--- BEGIN Records for this task ---

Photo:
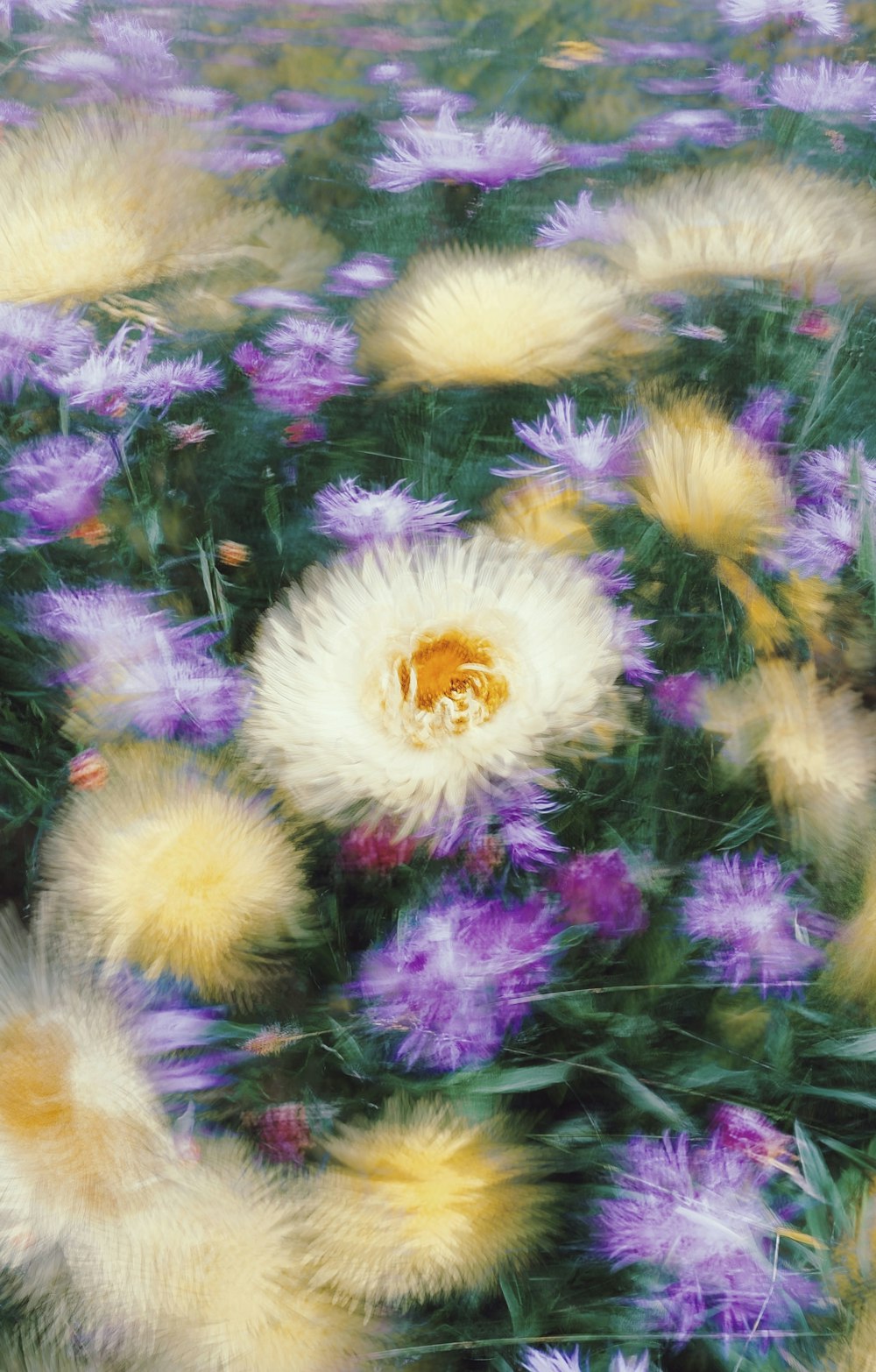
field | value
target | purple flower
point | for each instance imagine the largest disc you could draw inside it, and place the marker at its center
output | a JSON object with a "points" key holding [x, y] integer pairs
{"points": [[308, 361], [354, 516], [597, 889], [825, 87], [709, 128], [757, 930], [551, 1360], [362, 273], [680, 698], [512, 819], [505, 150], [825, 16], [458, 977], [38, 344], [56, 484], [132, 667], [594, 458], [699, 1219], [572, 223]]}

--- END Records for this task ---
--- BEGIN Records for this task ---

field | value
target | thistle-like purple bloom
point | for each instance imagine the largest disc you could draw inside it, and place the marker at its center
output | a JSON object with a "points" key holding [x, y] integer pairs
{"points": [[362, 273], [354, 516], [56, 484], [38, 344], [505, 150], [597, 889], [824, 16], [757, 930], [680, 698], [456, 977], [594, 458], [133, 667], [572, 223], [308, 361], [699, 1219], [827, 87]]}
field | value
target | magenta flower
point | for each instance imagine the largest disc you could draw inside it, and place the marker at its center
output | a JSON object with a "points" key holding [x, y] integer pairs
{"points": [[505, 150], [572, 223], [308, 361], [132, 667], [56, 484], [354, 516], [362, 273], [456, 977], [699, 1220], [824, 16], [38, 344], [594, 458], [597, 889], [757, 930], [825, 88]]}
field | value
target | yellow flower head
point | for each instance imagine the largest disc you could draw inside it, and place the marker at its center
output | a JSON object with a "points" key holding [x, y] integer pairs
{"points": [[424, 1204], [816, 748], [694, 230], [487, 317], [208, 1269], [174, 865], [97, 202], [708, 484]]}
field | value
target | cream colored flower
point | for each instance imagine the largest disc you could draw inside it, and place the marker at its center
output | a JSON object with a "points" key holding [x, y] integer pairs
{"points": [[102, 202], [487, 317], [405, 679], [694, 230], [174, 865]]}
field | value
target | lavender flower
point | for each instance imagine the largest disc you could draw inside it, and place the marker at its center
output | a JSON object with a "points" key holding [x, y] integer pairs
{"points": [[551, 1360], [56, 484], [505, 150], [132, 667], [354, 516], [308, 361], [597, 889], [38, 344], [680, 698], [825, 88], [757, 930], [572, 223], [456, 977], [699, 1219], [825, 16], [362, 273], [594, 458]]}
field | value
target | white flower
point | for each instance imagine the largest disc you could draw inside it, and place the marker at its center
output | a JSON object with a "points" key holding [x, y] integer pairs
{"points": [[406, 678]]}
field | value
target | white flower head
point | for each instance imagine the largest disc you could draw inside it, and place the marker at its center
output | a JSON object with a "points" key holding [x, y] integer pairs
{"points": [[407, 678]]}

--- END Records for this task ---
--- BEGIN Records for this task ---

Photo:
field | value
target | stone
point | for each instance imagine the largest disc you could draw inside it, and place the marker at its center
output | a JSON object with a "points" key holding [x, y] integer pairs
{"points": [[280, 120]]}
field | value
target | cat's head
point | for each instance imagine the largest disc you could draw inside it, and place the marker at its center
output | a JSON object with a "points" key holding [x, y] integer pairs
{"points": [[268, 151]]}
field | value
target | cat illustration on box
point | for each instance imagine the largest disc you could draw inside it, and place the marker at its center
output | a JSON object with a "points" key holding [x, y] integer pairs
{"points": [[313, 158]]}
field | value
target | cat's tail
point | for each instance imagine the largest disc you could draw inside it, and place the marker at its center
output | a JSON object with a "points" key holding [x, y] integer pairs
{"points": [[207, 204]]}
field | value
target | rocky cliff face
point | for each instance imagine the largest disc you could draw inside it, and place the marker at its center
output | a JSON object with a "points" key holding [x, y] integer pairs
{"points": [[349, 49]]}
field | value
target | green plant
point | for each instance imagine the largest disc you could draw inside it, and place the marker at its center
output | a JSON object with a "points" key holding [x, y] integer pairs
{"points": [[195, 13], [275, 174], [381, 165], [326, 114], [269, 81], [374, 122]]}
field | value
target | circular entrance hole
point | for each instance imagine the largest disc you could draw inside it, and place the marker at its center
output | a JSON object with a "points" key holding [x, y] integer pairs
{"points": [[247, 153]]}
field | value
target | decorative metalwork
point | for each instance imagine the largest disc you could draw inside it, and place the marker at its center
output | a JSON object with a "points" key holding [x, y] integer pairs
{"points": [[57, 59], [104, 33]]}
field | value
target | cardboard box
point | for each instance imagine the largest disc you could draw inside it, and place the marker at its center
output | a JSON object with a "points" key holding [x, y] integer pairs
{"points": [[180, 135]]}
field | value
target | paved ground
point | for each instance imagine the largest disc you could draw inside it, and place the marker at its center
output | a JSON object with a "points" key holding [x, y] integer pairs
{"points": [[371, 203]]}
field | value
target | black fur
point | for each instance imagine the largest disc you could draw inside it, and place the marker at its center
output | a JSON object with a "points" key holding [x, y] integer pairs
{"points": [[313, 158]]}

--- END Records for this task ---

[Task brief]
Please pick out and copy each line from the rows above that contains the word "purple", treating uppercase and lowercase as different.

[Exercise answer]
target | purple flower
target | thistle-like purple bloom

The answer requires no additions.